**What you need to do:**
Return exactly the lines that run from the one containing "formatted like [81,58]." to the end of the entries, with both ends included.

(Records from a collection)
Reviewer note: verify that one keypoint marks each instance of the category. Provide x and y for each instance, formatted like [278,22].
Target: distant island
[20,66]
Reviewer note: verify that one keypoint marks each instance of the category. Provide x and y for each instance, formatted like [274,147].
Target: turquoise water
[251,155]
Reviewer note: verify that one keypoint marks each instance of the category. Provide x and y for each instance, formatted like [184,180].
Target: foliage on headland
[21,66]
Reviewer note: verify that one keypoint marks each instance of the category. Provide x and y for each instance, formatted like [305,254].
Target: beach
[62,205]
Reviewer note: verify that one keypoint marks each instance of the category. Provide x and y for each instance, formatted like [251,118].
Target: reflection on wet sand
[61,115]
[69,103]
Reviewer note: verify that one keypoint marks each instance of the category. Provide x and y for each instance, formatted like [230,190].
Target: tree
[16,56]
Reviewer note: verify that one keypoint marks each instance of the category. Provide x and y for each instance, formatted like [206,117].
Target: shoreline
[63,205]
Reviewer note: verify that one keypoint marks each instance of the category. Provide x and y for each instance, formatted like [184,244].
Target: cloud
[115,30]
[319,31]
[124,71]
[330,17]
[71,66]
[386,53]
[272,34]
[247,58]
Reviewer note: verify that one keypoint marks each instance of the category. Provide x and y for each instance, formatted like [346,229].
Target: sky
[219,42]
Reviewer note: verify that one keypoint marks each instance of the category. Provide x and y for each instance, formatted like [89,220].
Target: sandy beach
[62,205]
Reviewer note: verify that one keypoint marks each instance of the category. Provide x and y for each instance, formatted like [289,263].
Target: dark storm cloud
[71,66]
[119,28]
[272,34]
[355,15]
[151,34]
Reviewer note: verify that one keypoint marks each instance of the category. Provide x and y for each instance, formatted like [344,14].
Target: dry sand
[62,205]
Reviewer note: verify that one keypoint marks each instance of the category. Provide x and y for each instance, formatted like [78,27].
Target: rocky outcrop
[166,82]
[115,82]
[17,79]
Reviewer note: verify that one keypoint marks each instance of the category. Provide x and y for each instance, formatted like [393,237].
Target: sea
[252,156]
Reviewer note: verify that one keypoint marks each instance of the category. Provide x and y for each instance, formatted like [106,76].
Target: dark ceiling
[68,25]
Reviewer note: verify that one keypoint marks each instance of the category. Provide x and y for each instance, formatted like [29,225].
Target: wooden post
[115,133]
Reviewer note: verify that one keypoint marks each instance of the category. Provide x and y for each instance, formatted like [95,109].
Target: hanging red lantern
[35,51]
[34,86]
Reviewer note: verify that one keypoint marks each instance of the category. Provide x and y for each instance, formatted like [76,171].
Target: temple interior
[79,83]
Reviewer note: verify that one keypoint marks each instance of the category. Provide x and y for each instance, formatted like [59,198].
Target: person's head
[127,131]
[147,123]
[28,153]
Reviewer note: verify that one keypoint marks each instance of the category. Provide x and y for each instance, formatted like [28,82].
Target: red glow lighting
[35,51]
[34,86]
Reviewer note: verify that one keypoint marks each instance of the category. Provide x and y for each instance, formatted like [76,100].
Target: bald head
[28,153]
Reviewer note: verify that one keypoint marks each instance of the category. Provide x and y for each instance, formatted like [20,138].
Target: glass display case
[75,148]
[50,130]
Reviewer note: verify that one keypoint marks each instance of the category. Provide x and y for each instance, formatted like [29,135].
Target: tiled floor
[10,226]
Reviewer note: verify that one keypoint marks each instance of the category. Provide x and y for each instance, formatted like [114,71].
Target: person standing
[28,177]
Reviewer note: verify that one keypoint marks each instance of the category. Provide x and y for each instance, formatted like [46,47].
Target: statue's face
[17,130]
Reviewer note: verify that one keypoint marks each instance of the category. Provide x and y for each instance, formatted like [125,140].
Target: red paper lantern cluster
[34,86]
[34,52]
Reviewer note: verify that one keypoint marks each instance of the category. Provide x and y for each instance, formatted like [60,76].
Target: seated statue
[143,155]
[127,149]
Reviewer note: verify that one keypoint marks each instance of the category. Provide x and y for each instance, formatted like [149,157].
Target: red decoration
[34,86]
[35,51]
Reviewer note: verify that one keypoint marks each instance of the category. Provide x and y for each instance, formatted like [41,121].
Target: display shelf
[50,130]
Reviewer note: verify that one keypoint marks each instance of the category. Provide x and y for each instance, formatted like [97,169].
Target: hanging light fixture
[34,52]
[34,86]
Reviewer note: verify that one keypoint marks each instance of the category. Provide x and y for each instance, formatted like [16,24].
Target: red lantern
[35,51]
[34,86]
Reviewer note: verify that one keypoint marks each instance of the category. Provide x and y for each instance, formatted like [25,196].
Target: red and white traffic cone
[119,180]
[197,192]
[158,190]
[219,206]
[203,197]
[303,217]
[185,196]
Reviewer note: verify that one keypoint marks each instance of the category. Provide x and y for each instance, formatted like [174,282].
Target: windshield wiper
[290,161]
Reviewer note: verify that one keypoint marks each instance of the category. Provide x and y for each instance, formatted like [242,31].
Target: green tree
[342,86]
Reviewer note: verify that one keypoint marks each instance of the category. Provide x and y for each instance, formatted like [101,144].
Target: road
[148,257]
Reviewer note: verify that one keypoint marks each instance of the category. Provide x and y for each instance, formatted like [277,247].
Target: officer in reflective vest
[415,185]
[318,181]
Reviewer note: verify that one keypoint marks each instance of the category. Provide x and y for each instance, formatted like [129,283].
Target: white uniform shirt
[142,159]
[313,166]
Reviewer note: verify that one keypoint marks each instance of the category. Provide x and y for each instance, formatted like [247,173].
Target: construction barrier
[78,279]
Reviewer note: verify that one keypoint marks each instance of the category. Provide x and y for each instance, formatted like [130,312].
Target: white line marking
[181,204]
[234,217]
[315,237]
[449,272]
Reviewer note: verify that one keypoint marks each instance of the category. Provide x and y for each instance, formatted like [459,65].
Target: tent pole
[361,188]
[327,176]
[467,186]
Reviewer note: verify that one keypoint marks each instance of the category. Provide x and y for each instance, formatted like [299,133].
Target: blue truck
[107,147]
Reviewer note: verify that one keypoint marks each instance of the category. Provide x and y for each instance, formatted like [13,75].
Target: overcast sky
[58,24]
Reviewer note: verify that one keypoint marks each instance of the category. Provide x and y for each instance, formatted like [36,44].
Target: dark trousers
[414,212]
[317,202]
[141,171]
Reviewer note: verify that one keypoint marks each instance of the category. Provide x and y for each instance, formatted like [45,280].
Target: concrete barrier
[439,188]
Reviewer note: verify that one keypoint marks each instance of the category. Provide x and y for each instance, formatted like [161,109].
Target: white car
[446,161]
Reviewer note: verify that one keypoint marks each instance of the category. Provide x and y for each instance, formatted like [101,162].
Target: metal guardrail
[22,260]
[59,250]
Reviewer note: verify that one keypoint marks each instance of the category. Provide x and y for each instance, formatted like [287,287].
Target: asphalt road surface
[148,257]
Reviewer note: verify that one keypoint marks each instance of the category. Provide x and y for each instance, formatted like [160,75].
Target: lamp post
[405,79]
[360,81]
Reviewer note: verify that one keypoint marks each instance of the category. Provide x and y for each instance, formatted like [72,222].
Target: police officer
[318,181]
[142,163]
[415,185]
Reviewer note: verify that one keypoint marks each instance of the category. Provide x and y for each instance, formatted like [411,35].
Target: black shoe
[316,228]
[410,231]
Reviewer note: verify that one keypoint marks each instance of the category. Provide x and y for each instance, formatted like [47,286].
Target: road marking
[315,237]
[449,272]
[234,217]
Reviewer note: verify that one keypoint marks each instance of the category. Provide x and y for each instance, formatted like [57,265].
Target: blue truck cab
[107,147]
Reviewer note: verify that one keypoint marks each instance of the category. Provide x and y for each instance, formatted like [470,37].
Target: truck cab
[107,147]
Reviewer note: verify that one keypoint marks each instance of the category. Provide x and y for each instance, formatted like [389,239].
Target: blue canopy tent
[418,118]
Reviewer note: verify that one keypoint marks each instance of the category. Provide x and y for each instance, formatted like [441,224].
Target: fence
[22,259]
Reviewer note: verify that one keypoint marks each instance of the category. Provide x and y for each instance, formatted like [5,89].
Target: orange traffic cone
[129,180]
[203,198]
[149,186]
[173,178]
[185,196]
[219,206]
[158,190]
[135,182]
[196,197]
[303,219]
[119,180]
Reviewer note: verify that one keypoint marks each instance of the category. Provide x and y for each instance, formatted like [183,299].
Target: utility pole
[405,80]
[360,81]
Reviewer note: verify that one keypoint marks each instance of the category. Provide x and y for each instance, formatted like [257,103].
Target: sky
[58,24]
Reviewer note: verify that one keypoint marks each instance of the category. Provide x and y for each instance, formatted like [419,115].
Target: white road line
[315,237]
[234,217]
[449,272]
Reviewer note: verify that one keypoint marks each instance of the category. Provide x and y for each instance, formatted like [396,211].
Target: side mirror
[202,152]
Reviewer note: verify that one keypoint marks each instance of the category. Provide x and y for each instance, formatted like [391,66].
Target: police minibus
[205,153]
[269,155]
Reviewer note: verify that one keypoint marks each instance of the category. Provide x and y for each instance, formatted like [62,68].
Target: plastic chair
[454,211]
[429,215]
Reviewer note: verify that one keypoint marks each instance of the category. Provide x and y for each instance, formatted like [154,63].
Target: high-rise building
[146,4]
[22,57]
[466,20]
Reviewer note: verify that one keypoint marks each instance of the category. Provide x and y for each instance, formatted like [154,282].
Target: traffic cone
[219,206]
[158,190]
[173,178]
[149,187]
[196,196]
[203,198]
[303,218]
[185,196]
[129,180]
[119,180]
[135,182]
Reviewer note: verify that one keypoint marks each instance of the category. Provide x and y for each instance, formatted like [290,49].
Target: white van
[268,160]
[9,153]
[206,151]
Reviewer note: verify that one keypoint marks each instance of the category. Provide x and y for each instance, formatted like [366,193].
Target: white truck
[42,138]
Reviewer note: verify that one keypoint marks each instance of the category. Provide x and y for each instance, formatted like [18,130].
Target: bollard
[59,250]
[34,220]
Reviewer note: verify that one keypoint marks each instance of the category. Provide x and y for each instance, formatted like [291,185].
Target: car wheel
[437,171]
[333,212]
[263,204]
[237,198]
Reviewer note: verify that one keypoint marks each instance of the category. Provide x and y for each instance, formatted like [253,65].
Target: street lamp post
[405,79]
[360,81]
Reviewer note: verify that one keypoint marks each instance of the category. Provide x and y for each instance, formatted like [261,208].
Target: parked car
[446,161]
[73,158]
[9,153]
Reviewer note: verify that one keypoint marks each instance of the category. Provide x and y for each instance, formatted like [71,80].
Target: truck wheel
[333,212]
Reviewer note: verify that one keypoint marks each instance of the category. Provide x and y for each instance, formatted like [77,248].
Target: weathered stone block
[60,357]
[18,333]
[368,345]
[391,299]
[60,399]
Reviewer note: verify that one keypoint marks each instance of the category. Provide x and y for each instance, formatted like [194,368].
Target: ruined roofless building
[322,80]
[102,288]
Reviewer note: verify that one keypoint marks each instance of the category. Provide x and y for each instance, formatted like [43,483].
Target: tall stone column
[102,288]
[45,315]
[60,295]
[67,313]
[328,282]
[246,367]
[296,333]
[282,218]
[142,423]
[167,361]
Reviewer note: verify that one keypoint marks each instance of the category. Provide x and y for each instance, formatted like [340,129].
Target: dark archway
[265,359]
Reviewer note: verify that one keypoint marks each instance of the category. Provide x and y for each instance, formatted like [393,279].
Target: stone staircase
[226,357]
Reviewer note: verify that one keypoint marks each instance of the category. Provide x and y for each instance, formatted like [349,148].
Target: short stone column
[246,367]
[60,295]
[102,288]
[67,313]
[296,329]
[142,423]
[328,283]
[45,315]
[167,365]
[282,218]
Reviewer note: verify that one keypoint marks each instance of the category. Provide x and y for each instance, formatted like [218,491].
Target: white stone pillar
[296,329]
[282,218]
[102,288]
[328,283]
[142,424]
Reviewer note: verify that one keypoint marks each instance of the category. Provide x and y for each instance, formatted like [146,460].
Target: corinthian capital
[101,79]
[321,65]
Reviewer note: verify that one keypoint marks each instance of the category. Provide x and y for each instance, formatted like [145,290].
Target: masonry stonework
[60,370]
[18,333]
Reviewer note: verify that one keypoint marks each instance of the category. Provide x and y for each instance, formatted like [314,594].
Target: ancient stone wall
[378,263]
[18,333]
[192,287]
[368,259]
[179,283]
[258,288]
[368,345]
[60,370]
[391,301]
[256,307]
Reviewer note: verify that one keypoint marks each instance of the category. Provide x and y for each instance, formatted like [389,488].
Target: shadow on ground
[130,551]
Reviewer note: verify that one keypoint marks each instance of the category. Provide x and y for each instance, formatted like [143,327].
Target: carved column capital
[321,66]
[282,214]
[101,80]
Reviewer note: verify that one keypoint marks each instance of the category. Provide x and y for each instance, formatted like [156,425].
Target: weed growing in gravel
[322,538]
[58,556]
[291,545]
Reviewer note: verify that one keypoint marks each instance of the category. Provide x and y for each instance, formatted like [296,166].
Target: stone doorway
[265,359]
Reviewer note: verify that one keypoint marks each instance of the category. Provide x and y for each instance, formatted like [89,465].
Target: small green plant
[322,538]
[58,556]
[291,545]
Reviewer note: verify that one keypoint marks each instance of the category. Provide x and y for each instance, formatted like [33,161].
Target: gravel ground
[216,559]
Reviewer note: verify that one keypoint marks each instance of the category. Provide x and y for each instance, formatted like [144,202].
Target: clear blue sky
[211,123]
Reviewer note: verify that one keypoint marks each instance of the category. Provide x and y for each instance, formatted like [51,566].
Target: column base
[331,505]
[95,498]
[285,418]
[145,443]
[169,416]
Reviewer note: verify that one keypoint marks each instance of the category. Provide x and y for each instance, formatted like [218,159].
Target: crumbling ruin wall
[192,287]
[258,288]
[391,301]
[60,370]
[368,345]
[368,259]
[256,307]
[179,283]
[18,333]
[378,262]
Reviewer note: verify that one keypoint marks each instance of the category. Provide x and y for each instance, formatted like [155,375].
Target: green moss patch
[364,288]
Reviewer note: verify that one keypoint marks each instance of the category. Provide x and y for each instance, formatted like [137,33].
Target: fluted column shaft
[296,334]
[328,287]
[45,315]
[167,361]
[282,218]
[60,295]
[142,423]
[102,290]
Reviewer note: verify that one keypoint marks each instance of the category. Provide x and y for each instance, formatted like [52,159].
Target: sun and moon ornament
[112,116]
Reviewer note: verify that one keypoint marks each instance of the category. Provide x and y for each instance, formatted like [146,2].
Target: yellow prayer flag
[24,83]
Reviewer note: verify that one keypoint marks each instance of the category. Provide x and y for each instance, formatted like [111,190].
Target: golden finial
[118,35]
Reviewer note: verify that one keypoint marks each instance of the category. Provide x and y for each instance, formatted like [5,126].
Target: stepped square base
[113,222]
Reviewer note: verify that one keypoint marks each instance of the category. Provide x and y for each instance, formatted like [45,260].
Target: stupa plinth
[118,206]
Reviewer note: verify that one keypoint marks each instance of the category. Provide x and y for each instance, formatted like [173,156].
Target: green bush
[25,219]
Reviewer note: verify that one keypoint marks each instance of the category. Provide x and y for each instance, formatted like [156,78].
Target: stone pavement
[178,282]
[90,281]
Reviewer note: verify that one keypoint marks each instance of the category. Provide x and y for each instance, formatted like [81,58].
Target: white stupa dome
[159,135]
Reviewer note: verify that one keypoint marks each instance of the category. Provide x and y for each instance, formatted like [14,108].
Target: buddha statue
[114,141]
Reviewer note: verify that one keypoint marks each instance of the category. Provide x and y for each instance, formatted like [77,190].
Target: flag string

**The answer:**
Reviewer note: verify that one keypoint marks each instance of the category. Provide x and y for each instance, formatted like [81,58].
Target: white stupa dome
[159,135]
Reviewer note: verify that one keypoint marks each instance of the category. Provide x and y for each instance, formatted like [14,108].
Target: buddha statue
[114,141]
Reviewer note: verify that one keypoint marks each instance of the category. Provide x and y for each instance, formatted like [77,190].
Target: flag string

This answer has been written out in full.